_Document passage_

============

Perfect(ing) hashing in NetBSD

Jörg Sonnenberger

joerg@NetBSD.org

Tokyo, March 16, 2013

AsiaBSDCon 2013

Overview

  • What are Perfect Hash Functions (PHF)?
  • Why should you care?
  • Characteristics
  • History of perfect hash functions
  • Excursion I: Randomized hash functions
  • Excursion II: Random graphs
  • CHM
  • BPZ
  • nbperf
  • NetBSD's cdb
  • The future: route lookup

What are Perfect Hash Functions (PHF)?

  • Hash functions: map a set of keys to a set of integers
  • ...used to implement associative arrays
  • Perfect: injective, i.e. distinct keys are mapped to distinct values
  • A.k.a.: collision-free
  • Minimal: if the value range is [0..n-1] for n keys

Why should you care?

  • Algorithmic attacks try to force high collision rates as DoS
  • Deterministic timing
  • Compact, even if keys don't fit into memory
  • It's the S in CS
  • Because they are used in NetBSD

Characteristics

  • Does the PHF preserve the key order? I.e. can I decide what value each key gets assigned?
  • What is the space requirement for the PHF itself?

============

_Material_
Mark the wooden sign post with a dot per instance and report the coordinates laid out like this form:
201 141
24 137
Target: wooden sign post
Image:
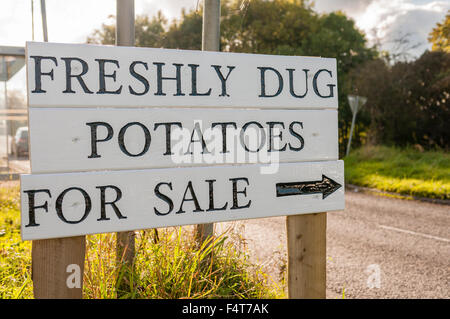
124 138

============

_Required work_
Translate this sentence from the perfect hashing in NetBSD text into Spanish: "Algorithmic attacks try to force high collision rates as DoS". The lines are separate material and have nothing to do with the text on perfect hashing in NetBSD.

_Task output_
Los ataques algorítmicos intentan forzar altas tasas de colisión como DoS.